SUPPLIED DATA.
────

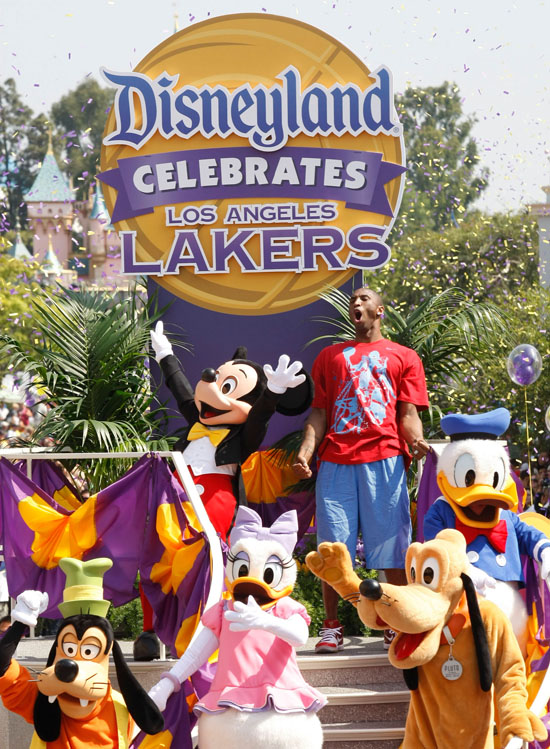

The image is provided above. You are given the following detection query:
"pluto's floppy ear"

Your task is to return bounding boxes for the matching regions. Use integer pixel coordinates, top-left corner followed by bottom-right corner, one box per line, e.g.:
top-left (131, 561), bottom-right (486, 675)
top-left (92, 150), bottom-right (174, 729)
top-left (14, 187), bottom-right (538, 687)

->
top-left (460, 572), bottom-right (493, 692)
top-left (33, 638), bottom-right (61, 742)
top-left (112, 640), bottom-right (164, 734)
top-left (403, 666), bottom-right (418, 692)
top-left (230, 346), bottom-right (248, 361)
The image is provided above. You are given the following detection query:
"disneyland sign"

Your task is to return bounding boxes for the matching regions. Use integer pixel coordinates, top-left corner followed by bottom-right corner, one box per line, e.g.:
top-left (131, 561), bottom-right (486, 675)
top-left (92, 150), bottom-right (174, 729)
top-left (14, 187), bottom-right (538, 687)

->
top-left (99, 14), bottom-right (405, 312)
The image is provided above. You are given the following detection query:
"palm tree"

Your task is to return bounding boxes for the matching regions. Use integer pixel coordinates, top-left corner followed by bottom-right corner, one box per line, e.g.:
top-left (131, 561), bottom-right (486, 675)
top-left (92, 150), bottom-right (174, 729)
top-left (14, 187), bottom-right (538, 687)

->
top-left (310, 287), bottom-right (509, 436)
top-left (0, 286), bottom-right (188, 491)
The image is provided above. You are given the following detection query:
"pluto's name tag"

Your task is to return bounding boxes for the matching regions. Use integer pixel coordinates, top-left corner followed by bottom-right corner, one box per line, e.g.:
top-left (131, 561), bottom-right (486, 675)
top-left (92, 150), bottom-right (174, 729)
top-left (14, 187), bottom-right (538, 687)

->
top-left (441, 655), bottom-right (462, 681)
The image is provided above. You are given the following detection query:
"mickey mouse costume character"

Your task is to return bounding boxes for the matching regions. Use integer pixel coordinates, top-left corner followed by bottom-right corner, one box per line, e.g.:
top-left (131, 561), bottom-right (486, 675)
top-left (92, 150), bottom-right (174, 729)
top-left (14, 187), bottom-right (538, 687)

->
top-left (0, 558), bottom-right (164, 749)
top-left (424, 408), bottom-right (550, 652)
top-left (151, 322), bottom-right (313, 540)
top-left (150, 506), bottom-right (326, 749)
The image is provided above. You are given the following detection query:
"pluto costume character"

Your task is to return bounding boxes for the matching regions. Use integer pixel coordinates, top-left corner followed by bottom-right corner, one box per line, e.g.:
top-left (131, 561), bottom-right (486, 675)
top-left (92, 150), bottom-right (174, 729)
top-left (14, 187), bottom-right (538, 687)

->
top-left (151, 322), bottom-right (313, 540)
top-left (150, 507), bottom-right (325, 749)
top-left (306, 529), bottom-right (546, 749)
top-left (0, 559), bottom-right (164, 749)
top-left (424, 408), bottom-right (550, 654)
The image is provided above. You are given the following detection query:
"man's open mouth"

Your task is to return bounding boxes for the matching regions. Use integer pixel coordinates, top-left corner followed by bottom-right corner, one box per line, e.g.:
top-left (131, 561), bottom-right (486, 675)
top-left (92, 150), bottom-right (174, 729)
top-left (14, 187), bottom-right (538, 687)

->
top-left (201, 401), bottom-right (230, 419)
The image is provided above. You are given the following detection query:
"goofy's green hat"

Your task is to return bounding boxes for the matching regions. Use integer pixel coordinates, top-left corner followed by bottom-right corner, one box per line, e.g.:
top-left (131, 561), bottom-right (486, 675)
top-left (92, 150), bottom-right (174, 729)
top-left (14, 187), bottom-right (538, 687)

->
top-left (59, 557), bottom-right (113, 619)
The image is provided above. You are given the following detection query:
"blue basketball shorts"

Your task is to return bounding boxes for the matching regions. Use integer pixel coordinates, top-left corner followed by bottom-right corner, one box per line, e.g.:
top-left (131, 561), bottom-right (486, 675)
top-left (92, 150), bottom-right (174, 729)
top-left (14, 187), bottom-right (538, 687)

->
top-left (315, 455), bottom-right (411, 569)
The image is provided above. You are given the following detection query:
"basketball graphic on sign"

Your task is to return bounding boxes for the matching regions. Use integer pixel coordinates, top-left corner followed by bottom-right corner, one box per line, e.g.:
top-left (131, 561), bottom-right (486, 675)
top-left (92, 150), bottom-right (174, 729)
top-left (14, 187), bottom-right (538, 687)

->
top-left (100, 14), bottom-right (405, 315)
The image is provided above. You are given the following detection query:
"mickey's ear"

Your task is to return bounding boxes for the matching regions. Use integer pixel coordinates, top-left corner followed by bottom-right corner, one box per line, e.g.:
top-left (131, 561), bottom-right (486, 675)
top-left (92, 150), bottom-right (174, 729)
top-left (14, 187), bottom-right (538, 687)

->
top-left (277, 368), bottom-right (313, 416)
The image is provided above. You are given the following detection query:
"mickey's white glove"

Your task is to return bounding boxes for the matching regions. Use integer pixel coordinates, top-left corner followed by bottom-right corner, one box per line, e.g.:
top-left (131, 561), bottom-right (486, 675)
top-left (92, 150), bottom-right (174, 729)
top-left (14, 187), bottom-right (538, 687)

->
top-left (264, 354), bottom-right (306, 395)
top-left (466, 564), bottom-right (497, 597)
top-left (148, 627), bottom-right (219, 711)
top-left (149, 677), bottom-right (176, 712)
top-left (11, 590), bottom-right (50, 627)
top-left (151, 320), bottom-right (174, 362)
top-left (224, 596), bottom-right (308, 646)
top-left (539, 546), bottom-right (550, 589)
top-left (504, 736), bottom-right (527, 749)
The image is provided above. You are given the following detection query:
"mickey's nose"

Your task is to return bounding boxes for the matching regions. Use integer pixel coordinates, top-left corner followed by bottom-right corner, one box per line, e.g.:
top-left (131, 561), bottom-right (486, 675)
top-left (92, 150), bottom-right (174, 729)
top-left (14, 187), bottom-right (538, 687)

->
top-left (359, 578), bottom-right (382, 601)
top-left (201, 367), bottom-right (216, 382)
top-left (54, 658), bottom-right (78, 684)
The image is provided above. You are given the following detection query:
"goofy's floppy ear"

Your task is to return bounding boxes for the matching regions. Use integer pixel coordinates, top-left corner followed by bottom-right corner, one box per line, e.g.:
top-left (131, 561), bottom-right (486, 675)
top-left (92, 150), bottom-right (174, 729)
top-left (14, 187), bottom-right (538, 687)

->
top-left (230, 346), bottom-right (248, 361)
top-left (33, 638), bottom-right (61, 742)
top-left (113, 640), bottom-right (164, 735)
top-left (460, 572), bottom-right (493, 692)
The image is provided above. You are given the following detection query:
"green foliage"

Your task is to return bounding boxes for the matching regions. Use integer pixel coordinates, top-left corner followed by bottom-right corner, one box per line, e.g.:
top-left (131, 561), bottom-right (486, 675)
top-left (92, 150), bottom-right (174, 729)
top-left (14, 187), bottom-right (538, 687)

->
top-left (0, 254), bottom-right (39, 368)
top-left (0, 287), bottom-right (185, 491)
top-left (0, 78), bottom-right (48, 232)
top-left (107, 597), bottom-right (143, 640)
top-left (396, 81), bottom-right (488, 235)
top-left (52, 78), bottom-right (114, 200)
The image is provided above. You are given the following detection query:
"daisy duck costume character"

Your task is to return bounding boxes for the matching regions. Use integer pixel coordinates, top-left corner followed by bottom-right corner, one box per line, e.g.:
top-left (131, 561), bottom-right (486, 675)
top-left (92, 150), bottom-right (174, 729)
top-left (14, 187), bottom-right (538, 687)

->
top-left (151, 322), bottom-right (313, 541)
top-left (149, 506), bottom-right (325, 749)
top-left (424, 408), bottom-right (550, 654)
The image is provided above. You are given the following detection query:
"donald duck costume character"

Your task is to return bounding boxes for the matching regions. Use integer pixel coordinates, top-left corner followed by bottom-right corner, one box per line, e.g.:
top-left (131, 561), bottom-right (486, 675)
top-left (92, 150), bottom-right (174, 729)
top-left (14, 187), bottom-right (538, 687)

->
top-left (424, 408), bottom-right (550, 648)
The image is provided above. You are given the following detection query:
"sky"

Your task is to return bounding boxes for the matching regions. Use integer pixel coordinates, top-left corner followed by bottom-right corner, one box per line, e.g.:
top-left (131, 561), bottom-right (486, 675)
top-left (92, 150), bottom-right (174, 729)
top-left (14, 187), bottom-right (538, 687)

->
top-left (0, 0), bottom-right (550, 213)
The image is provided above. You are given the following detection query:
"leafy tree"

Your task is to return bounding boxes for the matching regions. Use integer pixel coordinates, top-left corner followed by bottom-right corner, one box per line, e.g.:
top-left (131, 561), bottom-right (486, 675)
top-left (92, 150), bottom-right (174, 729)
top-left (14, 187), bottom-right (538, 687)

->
top-left (0, 78), bottom-right (48, 232)
top-left (0, 254), bottom-right (40, 360)
top-left (396, 81), bottom-right (488, 235)
top-left (52, 78), bottom-right (114, 200)
top-left (465, 284), bottom-right (550, 460)
top-left (0, 287), bottom-right (181, 491)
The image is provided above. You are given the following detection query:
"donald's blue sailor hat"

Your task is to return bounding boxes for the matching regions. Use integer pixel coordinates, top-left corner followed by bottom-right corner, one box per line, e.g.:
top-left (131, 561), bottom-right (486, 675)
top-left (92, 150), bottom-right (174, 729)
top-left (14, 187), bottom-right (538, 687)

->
top-left (441, 408), bottom-right (510, 442)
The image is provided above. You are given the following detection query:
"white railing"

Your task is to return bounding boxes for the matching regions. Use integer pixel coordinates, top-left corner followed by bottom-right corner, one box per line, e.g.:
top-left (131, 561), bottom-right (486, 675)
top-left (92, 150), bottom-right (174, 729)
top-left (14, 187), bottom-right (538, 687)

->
top-left (0, 448), bottom-right (224, 660)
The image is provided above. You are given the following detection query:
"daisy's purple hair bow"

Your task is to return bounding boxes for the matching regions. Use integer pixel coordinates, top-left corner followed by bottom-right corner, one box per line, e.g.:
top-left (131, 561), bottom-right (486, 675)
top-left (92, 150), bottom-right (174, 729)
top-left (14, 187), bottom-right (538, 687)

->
top-left (229, 505), bottom-right (298, 555)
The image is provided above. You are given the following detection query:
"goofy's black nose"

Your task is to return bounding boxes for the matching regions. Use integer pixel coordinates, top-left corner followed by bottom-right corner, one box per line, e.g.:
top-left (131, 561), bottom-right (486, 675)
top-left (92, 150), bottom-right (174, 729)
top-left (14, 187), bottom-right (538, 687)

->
top-left (201, 367), bottom-right (216, 382)
top-left (359, 579), bottom-right (382, 601)
top-left (54, 658), bottom-right (78, 684)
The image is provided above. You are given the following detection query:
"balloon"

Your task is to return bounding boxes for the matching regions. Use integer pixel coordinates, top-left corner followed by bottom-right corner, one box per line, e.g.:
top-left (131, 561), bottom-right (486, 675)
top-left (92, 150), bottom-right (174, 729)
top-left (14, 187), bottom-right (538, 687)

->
top-left (506, 343), bottom-right (542, 385)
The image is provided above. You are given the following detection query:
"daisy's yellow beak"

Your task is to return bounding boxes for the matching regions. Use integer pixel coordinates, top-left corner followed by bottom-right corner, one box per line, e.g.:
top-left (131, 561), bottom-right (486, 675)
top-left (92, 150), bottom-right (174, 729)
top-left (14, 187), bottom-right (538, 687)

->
top-left (225, 576), bottom-right (293, 609)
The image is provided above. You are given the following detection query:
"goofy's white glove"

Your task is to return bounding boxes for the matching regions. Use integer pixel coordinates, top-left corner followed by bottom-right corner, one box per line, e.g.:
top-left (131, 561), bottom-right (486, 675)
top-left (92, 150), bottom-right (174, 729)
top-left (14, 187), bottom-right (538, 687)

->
top-left (539, 546), bottom-right (550, 590)
top-left (264, 354), bottom-right (306, 395)
top-left (224, 596), bottom-right (308, 647)
top-left (11, 590), bottom-right (49, 627)
top-left (149, 627), bottom-right (219, 710)
top-left (151, 320), bottom-right (174, 362)
top-left (466, 564), bottom-right (497, 598)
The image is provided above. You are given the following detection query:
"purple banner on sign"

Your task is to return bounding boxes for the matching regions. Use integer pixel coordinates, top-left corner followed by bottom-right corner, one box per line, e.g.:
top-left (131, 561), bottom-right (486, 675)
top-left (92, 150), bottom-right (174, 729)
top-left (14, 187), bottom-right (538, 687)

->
top-left (98, 147), bottom-right (406, 222)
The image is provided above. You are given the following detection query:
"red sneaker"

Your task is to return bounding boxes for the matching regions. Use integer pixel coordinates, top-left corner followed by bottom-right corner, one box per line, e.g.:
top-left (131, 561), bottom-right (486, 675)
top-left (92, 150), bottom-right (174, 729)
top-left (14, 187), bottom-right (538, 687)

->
top-left (315, 619), bottom-right (344, 653)
top-left (384, 629), bottom-right (397, 650)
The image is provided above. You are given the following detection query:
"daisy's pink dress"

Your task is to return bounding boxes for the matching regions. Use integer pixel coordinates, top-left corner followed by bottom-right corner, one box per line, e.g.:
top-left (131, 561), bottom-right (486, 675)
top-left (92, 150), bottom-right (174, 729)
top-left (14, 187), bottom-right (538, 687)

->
top-left (195, 596), bottom-right (326, 713)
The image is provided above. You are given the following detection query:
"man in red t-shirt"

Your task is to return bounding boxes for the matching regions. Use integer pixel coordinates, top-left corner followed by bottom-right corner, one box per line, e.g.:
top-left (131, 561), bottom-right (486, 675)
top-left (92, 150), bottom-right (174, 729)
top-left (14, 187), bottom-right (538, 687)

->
top-left (293, 288), bottom-right (429, 652)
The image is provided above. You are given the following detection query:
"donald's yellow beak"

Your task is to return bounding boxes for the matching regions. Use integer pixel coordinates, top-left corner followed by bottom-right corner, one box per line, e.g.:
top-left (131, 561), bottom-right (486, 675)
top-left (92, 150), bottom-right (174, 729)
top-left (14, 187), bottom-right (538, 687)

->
top-left (437, 471), bottom-right (518, 528)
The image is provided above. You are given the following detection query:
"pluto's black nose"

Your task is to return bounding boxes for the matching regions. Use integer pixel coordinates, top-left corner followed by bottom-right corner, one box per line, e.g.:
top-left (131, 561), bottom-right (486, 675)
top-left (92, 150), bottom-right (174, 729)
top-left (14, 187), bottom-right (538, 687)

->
top-left (359, 579), bottom-right (382, 601)
top-left (201, 367), bottom-right (216, 382)
top-left (54, 658), bottom-right (78, 684)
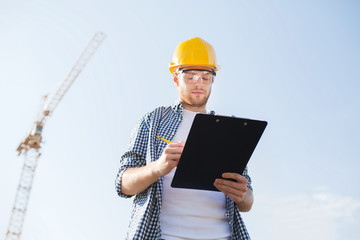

────

TASK TO CARRY OUT. Give the records again from the start through the line containing "top-left (0, 286), bottom-right (188, 491)", with every "detection query" swapped for "search phrase" and nothing else changed. Leave the pictures out.

CORRECT ANSWER.
The image is provided above. You are given the following search phrase:
"pluto's floppy ear"

Your task is to return bounding boxes for the matching regions. Use integer pixel coordinates, top-left corner followed by bottom-right corner, one box per line, e.g.:
top-left (131, 561), bottom-right (486, 675)
top-left (92, 150), bottom-right (174, 729)
top-left (14, 187), bottom-right (538, 687)

->
top-left (460, 572), bottom-right (493, 692)
top-left (33, 638), bottom-right (61, 742)
top-left (112, 640), bottom-right (164, 734)
top-left (403, 666), bottom-right (418, 692)
top-left (230, 346), bottom-right (248, 361)
The image is provided above. You are given the following search phrase:
"disneyland sign"

Your task is to return bounding boxes for the matching regions. Use integer pixel coordinates, top-left corner followed by bottom-right corner, one box per line, e.g.:
top-left (131, 561), bottom-right (486, 675)
top-left (92, 150), bottom-right (174, 729)
top-left (14, 187), bottom-right (538, 687)

->
top-left (99, 14), bottom-right (405, 312)
The image is provided above. You are given the following search phrase:
"palm tree"

Your task is to return bounding boxes for the matching regions. Use integer pixel coordinates, top-left corner followed by bottom-right corner, one box per line, e.g.:
top-left (131, 561), bottom-right (486, 675)
top-left (92, 150), bottom-right (174, 729)
top-left (14, 187), bottom-right (538, 687)

->
top-left (310, 287), bottom-right (509, 436)
top-left (0, 286), bottom-right (188, 491)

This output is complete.